What you will do: The output should consist solely of the lines running from the one that contains "of the girl's" through the end of the records below, copied exactly.

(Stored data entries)
Start of Block

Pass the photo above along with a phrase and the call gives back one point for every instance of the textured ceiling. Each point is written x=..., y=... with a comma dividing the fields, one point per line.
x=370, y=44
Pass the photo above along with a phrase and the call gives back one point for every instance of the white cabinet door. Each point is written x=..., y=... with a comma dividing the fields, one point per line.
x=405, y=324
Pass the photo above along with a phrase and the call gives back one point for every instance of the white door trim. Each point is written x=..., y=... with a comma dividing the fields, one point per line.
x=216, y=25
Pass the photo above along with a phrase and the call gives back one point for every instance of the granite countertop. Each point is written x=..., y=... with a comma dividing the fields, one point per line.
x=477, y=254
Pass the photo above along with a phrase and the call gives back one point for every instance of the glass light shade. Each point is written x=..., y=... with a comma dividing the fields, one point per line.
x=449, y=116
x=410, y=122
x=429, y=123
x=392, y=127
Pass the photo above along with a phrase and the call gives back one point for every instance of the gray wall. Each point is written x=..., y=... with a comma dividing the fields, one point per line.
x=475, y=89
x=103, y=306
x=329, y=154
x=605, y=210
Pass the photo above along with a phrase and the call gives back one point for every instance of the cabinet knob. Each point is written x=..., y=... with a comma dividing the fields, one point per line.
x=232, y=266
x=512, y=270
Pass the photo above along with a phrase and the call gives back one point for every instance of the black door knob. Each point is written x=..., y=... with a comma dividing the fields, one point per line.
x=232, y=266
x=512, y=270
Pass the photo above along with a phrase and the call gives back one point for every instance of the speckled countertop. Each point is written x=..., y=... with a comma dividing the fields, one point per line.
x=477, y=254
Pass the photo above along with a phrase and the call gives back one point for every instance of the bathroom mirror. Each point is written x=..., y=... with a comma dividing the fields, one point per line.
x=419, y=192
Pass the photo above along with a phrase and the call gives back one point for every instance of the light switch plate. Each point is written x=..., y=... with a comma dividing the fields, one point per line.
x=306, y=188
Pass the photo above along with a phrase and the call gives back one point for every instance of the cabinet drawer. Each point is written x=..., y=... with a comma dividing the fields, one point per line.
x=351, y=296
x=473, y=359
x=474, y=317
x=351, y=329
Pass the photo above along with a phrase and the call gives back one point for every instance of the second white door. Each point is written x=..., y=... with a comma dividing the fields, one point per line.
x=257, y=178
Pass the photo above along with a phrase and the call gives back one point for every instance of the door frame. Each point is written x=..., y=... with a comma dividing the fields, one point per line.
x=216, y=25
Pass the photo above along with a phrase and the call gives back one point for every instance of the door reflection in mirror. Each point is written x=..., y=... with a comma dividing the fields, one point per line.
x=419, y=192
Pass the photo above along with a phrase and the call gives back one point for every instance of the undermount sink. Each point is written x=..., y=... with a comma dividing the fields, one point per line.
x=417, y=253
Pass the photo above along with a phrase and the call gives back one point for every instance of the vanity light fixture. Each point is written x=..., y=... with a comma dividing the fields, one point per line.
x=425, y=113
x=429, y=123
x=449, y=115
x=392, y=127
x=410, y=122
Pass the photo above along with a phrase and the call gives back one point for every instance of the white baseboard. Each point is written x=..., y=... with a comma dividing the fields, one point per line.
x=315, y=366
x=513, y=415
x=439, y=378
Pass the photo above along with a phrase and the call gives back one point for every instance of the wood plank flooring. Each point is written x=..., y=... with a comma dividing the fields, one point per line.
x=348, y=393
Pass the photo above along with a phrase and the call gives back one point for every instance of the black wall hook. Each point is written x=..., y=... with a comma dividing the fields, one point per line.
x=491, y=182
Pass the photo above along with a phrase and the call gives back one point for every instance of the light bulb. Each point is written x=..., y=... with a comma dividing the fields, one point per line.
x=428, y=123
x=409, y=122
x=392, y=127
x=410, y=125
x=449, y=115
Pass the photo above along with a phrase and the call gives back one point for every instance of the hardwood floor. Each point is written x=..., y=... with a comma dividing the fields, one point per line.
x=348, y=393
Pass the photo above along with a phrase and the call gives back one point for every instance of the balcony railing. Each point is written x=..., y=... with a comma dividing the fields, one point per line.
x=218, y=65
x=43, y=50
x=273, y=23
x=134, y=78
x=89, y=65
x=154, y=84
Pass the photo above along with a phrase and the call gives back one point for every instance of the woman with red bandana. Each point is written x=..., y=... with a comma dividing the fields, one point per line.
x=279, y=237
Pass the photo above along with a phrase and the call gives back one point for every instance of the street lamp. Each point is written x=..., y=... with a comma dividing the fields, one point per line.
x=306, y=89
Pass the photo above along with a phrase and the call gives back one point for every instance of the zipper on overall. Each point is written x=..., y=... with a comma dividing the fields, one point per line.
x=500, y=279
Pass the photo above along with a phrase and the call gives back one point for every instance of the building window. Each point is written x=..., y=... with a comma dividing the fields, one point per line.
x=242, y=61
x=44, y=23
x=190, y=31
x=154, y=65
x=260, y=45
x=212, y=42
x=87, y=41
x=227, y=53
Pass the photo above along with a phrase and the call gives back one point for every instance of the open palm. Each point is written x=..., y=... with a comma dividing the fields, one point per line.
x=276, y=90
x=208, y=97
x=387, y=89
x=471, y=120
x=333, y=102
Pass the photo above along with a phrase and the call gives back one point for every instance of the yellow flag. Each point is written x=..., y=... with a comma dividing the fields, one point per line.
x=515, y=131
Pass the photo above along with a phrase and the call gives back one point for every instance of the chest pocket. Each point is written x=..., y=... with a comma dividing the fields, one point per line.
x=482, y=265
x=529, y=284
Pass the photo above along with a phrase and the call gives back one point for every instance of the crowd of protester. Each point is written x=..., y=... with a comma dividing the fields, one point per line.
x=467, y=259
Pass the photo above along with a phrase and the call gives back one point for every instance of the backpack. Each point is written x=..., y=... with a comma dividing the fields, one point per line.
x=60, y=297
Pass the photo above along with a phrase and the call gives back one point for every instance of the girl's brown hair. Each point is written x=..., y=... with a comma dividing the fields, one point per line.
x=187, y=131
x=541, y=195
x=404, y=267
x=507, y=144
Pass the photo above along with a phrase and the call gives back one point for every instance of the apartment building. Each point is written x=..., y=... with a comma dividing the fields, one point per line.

End of Block

Solution:
Pass the photo above along with a phrase and the call gives back one point for every instance of the girl's brown hair. Each point is written x=..., y=... with a comma dividing the fields, one point per line.
x=187, y=131
x=541, y=195
x=404, y=267
x=507, y=144
Pass the photo above along with a phrase and the call gives back one point for every instance of the apartment building. Each point is written x=..., y=... with a comma dividing the fields, one point per line.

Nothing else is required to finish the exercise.